____ PROVIDED PASSAGE

B) Principal Activities

The companies are principally engaged in the production of food products in
Canada and its distribution in Canada and the U.S.

C) Cash and Cash Equivalents

     Cash and cash equivalents (bank indebtedness) include cash on hand, amount
due from banks, and any other highly liquid investments purchased with a
maturity of three months or less. The carrying amount approximates fair value
because of the short maturity of those instruments.

D) Other Financial Instruments

     The carrying amount of the Company's accounts receivable and payable
approximates fair value because of the short maturity of these instruments.


                                     Page 5

<PAGE>

INTERCORP EXCELLE INC.
Notes to Consolidated Financial Statements (continued)
(Amounts expressed in US Dollars)
(Unaudited)

E) Long-term Financial Instruments

     The fair value of each of the Company's long-term financial assets and debt
instruments is based on the amount of future cash flows associated with each
instrument discounted using an estimate of what the Company's current borrowing
rate for similar instruments of comparative maturity would be.

F) Inventory

     Inventory is valued at lower of cost or net realizable value. Cost is
determined on the first-in, first-out basis.

G) Property, Plant and Equipment and Intangible Asset

     Property, plant and equipment are recorded at cost and are amortized on the
basis over their estimated useful lives at the undernoted rates and methods:

Building                              4%      Declining balance
Equipment                            20%      Declining balance
Leasehold improvement                10%      Straight line
Vehicle                              30%      Declining balance
Computer equipment                   30%      Declining balance
Office furniture                     20%      Declining balance
Computer software                   100%      Declining balance

Amortization for assets acquired during the period are recorded at one half of
the indicated rates, which approximates when they were put into use.

H) Income Taxes

     The company accounts for income tax under the provisions of Statement of
Financial Accounting Standard No. 109, which requires recognition of deferred
tax assets and liabilities for the expected future tax consequences of events
that have been recorded in the financial statements or tax returns. Deferred
income taxes are provided using the liability method. Under the liability
method, deferred income taxes are recognized for all significant temporary
differences between the tax and financial statement bases of assets and
liabilities.

I) INTANGIBLE ASSET
     Intangible asset represents the cost of acquiring the Canadian trademark,
brandname and proprietary information of the A-1(TM) Sauce business. It is
amortized over a period of 30 years.

J) Foreign Currency Translation

     The company maintains its books and records in Canadian dollars. Foreign
currency transactions are translated using the temporal method. Under this
method, all monetary items are translated into Canadian funds at the rate of
exchange prevailing at balance sheet date. Non-monetary items are translated at
historical rates. Income and expenses are translated at the rate in effect of
the transaction dates. Transaction gains and losses are included in the
determination of earnings for the year.

     The translation of the financial statements from Canadian dollars ("CDN $")
into United States dollars is performed for the convenience of the reader.
Balance sheet accounts are translated using closing exchange rates in effect at
the balance sheet date and income and expenses accounts are translated using an
average exchange prevailing during each reporting year. No representation is
made that the Canadian dollar amounts could have been or could be, converted
into United States dollars at the rates on the respective dates and or at any
other certain rates. Adjustments resulting from the translation are included in
the cumulative translation adjustments in stockholder's equity.

________

[WHAT IS EXPECTED]:
Extend the Intercorp Excelle financial statement notes above, starting right after their final sentence.

____ MATERIAL SHOWN

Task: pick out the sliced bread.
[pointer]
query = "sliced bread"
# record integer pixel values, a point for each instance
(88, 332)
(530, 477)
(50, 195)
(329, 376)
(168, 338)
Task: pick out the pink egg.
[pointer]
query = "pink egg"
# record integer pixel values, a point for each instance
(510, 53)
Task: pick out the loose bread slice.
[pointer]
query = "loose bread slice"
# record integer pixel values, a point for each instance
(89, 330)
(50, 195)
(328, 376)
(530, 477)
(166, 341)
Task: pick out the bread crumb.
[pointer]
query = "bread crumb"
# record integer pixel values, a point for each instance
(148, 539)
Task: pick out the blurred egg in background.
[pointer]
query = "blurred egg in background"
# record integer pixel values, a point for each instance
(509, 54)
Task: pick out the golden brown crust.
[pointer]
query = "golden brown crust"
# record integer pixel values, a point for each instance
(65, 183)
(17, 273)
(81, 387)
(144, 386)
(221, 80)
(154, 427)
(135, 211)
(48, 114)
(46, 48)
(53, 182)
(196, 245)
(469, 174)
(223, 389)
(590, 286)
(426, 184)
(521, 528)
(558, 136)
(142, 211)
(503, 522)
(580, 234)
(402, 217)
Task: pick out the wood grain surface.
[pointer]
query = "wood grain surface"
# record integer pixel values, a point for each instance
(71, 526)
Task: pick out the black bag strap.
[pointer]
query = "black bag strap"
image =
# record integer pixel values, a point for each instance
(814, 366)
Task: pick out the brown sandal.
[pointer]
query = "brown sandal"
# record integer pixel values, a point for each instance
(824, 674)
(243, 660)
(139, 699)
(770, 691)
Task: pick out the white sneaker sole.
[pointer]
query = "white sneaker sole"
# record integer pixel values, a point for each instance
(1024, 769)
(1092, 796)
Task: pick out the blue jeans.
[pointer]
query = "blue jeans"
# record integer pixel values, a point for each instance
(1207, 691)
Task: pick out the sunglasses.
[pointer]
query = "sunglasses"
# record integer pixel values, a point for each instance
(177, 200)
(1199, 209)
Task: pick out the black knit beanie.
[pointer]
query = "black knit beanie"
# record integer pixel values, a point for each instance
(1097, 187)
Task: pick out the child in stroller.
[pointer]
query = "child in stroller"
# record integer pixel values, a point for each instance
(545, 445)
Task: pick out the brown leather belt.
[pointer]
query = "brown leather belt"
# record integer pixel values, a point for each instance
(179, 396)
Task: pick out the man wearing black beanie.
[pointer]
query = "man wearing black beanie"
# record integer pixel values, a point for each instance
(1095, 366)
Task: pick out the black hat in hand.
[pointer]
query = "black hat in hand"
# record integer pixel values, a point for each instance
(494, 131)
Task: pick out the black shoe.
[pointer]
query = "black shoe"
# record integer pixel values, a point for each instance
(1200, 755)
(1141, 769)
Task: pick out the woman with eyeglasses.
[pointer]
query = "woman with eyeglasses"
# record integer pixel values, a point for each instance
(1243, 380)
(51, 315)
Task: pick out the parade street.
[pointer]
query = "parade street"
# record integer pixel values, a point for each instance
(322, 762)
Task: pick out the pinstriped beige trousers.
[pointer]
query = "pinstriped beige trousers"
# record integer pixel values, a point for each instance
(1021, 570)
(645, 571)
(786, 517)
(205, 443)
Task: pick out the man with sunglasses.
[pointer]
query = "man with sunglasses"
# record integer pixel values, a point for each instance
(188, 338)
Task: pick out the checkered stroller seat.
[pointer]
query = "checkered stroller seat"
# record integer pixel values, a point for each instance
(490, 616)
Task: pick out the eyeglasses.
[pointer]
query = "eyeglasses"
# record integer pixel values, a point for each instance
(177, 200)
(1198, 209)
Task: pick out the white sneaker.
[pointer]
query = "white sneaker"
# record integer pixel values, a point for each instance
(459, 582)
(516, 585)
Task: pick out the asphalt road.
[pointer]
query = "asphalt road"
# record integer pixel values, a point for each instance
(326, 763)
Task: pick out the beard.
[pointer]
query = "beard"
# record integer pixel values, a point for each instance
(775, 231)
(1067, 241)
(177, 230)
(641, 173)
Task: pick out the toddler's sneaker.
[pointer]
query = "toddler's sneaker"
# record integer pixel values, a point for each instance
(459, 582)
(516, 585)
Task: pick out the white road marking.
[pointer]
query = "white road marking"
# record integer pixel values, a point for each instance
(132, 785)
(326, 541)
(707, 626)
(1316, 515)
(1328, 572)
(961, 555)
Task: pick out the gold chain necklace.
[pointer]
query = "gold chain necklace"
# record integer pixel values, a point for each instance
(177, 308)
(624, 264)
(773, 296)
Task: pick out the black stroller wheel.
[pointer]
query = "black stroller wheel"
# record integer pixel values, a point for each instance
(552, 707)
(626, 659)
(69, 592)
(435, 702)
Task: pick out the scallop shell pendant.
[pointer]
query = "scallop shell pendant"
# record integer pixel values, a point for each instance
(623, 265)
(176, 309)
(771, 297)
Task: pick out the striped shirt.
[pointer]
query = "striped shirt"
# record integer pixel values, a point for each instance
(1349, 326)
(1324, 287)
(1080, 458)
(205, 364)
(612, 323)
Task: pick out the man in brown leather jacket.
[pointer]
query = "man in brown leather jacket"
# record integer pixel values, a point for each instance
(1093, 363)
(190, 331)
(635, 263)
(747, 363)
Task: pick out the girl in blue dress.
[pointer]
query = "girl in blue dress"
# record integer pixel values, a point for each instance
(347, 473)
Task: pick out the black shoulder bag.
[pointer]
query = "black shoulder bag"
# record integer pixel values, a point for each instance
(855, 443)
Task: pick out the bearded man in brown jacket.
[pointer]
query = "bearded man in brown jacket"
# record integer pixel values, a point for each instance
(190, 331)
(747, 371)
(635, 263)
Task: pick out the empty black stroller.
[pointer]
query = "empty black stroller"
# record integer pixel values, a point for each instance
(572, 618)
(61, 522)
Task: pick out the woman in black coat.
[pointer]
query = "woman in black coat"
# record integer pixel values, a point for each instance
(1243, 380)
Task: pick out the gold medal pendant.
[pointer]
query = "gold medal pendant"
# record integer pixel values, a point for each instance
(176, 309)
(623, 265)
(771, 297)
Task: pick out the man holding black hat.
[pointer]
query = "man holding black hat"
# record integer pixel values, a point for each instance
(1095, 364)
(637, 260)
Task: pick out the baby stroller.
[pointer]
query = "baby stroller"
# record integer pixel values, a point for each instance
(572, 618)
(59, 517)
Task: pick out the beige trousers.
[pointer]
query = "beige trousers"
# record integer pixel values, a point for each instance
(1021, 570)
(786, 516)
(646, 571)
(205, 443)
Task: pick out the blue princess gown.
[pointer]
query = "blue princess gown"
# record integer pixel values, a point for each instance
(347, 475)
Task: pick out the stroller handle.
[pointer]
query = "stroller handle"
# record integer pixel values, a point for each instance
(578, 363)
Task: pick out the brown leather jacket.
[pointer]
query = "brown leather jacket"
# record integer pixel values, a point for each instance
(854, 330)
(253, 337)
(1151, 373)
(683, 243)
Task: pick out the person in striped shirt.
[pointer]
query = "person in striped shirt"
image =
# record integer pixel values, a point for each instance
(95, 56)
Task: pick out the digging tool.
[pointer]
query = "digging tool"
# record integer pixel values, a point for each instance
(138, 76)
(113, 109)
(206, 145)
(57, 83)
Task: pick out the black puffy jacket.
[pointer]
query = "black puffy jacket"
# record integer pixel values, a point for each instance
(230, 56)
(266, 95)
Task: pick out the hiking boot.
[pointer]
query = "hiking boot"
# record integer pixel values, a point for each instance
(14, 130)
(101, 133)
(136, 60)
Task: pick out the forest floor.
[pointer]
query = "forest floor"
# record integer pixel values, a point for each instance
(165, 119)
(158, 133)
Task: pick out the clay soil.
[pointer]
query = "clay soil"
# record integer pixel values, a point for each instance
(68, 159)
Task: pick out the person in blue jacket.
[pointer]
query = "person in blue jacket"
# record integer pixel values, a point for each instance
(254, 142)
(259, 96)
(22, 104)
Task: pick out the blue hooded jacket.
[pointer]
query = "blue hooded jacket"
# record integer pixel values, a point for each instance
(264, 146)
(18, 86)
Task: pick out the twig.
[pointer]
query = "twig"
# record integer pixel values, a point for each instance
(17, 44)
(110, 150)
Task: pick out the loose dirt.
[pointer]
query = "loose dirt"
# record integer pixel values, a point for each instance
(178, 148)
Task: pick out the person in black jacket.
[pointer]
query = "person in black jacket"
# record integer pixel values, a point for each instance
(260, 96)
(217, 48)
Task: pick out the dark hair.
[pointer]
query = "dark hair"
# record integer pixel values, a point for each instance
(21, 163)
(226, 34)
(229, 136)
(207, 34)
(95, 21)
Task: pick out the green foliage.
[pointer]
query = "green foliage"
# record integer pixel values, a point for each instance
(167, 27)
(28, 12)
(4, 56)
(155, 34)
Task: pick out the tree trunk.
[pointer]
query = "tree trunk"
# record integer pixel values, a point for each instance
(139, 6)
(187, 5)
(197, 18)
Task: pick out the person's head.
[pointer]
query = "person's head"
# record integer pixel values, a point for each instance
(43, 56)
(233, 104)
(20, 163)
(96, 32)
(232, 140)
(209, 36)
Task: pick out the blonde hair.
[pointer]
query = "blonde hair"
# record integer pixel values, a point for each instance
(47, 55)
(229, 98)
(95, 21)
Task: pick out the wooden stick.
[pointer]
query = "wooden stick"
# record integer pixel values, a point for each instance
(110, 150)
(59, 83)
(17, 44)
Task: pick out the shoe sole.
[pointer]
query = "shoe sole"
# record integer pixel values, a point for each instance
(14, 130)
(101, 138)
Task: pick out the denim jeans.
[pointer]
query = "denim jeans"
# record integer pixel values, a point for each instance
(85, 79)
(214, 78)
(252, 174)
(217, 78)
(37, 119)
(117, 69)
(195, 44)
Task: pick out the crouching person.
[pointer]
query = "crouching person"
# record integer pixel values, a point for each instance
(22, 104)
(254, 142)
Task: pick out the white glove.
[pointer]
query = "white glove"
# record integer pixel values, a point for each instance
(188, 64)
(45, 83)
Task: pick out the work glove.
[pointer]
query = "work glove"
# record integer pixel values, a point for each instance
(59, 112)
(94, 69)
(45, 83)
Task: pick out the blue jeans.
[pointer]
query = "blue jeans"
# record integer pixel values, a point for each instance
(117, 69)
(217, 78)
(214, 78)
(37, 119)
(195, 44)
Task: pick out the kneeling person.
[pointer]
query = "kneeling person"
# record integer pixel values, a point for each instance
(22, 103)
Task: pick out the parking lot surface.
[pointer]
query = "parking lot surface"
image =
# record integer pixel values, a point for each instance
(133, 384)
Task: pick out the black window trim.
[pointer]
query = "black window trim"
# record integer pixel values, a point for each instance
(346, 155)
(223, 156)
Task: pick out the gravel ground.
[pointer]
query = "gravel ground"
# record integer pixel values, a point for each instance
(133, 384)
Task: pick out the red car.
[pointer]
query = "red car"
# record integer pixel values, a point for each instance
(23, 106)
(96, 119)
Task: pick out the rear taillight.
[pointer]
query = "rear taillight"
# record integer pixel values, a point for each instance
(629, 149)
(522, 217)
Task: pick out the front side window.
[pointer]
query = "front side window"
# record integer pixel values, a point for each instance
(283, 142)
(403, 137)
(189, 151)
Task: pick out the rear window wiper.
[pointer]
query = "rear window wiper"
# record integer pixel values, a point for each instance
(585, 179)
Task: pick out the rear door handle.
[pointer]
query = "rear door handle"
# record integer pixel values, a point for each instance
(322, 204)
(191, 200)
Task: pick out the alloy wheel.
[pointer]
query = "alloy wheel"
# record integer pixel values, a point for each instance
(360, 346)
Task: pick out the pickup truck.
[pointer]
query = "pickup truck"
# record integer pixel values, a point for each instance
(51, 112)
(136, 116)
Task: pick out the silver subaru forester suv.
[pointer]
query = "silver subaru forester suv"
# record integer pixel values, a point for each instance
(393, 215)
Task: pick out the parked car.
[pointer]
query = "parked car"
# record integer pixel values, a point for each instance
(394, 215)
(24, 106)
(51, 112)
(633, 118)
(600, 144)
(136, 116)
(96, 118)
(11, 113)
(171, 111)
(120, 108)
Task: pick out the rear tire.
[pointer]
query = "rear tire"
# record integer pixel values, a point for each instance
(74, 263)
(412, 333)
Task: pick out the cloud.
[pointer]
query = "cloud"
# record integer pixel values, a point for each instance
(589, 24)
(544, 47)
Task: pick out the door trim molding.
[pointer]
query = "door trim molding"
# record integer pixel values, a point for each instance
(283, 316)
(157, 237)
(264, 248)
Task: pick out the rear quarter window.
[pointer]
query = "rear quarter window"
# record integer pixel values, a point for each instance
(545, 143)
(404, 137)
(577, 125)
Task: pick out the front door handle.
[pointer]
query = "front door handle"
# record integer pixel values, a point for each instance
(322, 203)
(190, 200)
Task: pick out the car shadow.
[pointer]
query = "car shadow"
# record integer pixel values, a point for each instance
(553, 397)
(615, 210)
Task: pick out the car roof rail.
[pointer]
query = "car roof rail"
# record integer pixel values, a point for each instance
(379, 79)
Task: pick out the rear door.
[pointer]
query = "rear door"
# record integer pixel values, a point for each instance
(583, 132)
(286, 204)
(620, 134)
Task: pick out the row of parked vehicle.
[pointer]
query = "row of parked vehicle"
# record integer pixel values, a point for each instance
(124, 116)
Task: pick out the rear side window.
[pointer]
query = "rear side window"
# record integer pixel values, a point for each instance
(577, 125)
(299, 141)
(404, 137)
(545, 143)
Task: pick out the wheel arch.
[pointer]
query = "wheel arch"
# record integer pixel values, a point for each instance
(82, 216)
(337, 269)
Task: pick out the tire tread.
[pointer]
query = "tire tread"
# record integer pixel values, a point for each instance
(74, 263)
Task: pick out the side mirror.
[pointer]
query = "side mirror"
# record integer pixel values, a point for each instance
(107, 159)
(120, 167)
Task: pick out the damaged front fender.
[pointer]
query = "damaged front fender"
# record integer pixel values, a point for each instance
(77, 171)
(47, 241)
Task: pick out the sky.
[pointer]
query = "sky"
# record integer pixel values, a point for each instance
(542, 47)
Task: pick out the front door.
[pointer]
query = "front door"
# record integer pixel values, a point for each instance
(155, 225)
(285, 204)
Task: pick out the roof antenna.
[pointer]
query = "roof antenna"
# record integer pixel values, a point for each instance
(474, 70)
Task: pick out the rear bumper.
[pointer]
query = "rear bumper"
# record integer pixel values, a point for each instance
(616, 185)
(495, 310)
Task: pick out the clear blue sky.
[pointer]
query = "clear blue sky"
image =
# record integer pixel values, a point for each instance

________

[SOLVED PROBLEM]:
                                     Page 6

<PAGE>

INTERCORP EXCELLE INC.
Notes to Consolidated Financial Statements (continued)
(Amounts expressed in US Dollars)
(Unaudited)

K)   Sales

     Sales represent the invoiced value of goods supplied to customers. Sales
are recognized upon delivery of goods and passage of title to customers.

L)   Government Assistance and Investment Tax Credits

     Government Assistance and Investment Tax Credits are recorded on the
accrual basis and are accounted for as a reduction of the related current
expenditures.

M)   Use of Estimates

     The preparation of financial statements requires management to make
estimates and assumptions that affect certain reported amounts of assets and
liabilities and disclosures of contingent assets and liabilities at the date of
the financial statements and the reported amounts of sales and expenses during
the reporting period. Actual results could differ from those estimates.

N)   Accounting Changes

     On February 1, 1996, the company adopted the provisions of SFAS No. 121,
Accounting for the Impairment of Long- Lived Assets and for Long-Lived Assets to
Be Disposed Of. SFAS No. 121 requires that long-lived assets to be held and used
by an entity be reviewed for impairment whenever events or changes in
circumstances indicates that the carrying amount of an asset may not be
recoverable. This statement is effective for financial statements for fiscal
years beginning after December 15, 1995. Adoption of SFAS No. 121 did not have a
material impact on the company's results of operations.

     In December 1995, SFAS No. 123, Accounting for Stock- Based Compensation,
was issued. It introduces the use of a fair value-based method of accounting for
stock-based compensation. It encourages, but does not require, companies to
recognize compensation expense for stock-based compensation to employees based
on the new fair value accounting rules. Companies that choose not to adopt the
new rules will continue to apply the existing accounting rules contained in
Accounting Principles Board Option No. 25, Accounting for Stock Issued to
Employees. However, SFAS No. 123 requires companies that choose not to adopt the
new fair value accounting rules to disclose pro forma net income and earnings
per share under the new method. SFAS No. 123 is effective for financial
statements for fiscal years beginning after December 15, 1995. The company has
adopted the disclosure provisions of SFAS No. 123.

O)   Comprehensive Income

     In 1998, the Company adopted the provisions of SFAS No. 130 "Reporting
Comprehensive Income". This standard requires companies to disclose
comprehensive income in their financial statements. In addition to items
included in net income, comprehensive income includes items currently charged or
credited directly to stockholders' equity, such as the change in unrealized
appreciation (depreciation) of securities and foreign currency translation
adjustments.


                                     Page 7

<PAGE>

INTERCORP EXCELLE INC.
Notes to Consolidated Financial Statements (continued)
(Amounts expressed in US Dollars)
(Unaudited)




2. COMMON STOCK

a) Authorized

     An unlimited number of common and preference shares.

     The preference shares are issuable in series upon approval by the directors
with the appropriate designation, rights, and conditions attaching to each share
of such series.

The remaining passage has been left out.